### TEXT ###

First ladies are often treated unkindly by the cultural attitudes of their times. The public feels perfectly free to judge the relationship of a president and his wife through a political lens, darkly, preferring the whiz of slings and arrows to the purr of love-dusted arrows dispatched from Cupid's quiver.
Nancy Reagan has been treated more harshly than some. In a 1968 profile in the Saturday Evening Post, inked in venom, Joan Didion described her as having "the smile of a good wife, a good mother, a good hostess, the smile of someone who grew up in comfort and went to Smith College and has . a husband who is the definition of Nice Guy not to mention governor of California, the smile of a woman who seems to be playing out some middle-class American woman's daydream, circa 1948."
This was harsh for its time, meant to be a clever putdown, but how many women (including Didion) would see it that way today as the nation mourns with Nancy Reagan the death of a beloved husband. Who (apart from the neurotic haters) has not been touched by the fortitude and grace that she has demonstrated in the care taken of her "Ronnie" through the painful, debilitating indignities of a cruel and remorseless disease?
Four years ago we were actually treated to an inside look at a great romance, when Nancy published "I Love You, Ronnie: The Letters of Ronald Reagan to Nancy Reagan." The president wrote these letters on the backs of telegrams, on scraps of paper, on letterheads from hotels across the country and finally on elegant White House bond, sometimes writing when they were in the same room together.
If they lack the poetry of Robert Browning or John Donne, whose love poems to their wives are the stuff of literary anthologies, they nevertheless testify to an astonishing affection that even amidst the stresses of public life connected the first couple with ardor and admiration.
Mrs. Reagan kept the letters in a shopping bag, reading them for emotional sustenance after the disease deprived her husband of an ability to express his feelings. "His letters were keepsakes in the past and have become my guardians of memory today," she writes. "They recall happy times, and, above all, they preserve the voice of the Ronnie I love." She decided to publish them when she realized that they might be filed away at the Ronald Reagan library, available only to scholars and researchers.
Ronald Reagan was not a poet, but his handwritten words from the heart are particularly fascinating to read when cynicism mocks the meaning of marriage, when faxes take shortcuts to sentiment and e-mail abuses the language of love. In a typical letter, marking their 31st wedding anniversary and written on Air Force One letterhead, the president writes that their marriage remains "an adolescent's dream of what marriage should be like."
As a married couple, Nancy and Ronald Reagan were a throwback to an idyll of the marriage of the '40s so easily ridiculed in modern media. She was not "the power" behind the big man, but a shrewd wife determined to keep a prominent role in the background. She was pretty and poised, sharp and smart, and in her devotion to her husband she wanted never to upstage him.

### DATASET EXCERPTS ###

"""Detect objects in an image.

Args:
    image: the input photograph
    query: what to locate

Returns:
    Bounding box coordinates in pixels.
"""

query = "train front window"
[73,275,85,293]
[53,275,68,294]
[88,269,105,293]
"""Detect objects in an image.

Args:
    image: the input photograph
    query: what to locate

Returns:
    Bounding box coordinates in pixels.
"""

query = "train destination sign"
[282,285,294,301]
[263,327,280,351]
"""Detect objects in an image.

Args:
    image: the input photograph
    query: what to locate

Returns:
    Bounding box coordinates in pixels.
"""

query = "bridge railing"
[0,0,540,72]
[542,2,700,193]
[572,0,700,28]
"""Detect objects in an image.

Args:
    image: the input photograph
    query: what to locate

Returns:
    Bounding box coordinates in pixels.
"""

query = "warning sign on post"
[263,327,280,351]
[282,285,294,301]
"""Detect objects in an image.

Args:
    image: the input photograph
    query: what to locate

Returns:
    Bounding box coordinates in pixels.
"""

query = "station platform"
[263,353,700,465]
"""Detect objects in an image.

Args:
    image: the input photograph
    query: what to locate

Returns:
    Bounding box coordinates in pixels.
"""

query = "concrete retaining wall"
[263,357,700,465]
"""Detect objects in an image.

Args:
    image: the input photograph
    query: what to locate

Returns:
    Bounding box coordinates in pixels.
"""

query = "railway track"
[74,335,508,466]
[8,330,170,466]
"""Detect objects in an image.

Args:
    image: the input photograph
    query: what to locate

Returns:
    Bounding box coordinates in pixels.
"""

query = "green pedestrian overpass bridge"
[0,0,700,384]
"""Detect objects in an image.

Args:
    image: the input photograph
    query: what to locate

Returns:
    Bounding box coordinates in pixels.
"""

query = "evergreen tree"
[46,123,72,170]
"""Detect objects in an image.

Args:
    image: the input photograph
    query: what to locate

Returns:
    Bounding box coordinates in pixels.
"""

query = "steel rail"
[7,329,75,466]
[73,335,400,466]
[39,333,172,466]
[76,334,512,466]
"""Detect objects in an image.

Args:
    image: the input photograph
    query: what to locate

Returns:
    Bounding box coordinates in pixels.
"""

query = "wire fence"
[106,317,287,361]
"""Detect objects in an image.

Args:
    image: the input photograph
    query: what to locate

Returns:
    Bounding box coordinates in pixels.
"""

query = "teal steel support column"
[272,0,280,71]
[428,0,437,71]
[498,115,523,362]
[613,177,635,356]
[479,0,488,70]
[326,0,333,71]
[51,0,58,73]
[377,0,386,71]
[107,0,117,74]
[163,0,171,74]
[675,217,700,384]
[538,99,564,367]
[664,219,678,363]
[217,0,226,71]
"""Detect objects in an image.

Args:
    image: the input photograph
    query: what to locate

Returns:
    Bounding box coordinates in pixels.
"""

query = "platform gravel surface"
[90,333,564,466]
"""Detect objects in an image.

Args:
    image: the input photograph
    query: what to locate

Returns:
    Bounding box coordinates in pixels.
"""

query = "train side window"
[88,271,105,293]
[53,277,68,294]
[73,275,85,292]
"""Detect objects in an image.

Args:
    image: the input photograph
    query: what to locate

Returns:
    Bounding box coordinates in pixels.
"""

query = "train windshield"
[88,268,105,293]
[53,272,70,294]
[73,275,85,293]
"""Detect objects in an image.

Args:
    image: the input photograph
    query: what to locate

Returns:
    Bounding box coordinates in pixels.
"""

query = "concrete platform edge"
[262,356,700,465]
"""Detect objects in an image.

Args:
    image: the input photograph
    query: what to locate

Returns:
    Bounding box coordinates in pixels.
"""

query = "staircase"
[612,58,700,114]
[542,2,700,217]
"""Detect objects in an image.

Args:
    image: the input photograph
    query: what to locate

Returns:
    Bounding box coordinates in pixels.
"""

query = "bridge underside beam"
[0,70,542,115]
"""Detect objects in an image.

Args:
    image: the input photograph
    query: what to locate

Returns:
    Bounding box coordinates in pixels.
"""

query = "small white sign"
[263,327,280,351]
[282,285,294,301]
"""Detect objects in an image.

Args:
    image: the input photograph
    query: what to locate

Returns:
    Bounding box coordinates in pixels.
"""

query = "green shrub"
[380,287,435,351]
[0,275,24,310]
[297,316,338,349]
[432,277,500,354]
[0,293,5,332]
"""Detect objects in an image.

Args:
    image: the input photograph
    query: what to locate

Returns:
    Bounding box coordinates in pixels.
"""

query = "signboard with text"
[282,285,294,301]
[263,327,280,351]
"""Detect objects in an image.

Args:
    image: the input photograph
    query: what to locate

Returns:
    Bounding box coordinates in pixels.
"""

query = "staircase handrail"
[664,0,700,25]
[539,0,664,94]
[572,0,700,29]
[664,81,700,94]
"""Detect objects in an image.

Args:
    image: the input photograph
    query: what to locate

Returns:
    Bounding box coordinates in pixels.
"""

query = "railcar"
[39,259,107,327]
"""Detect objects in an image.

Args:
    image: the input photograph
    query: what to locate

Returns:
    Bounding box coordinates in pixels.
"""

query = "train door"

###

▶ **WHAT YOU NEED TO DO**:
In the text about Nancy and Ronald Reagan, where did Mrs. Reagan keep the letters her husband had written to her?

▶ **TASK ANSWER**:
In a shopping bag.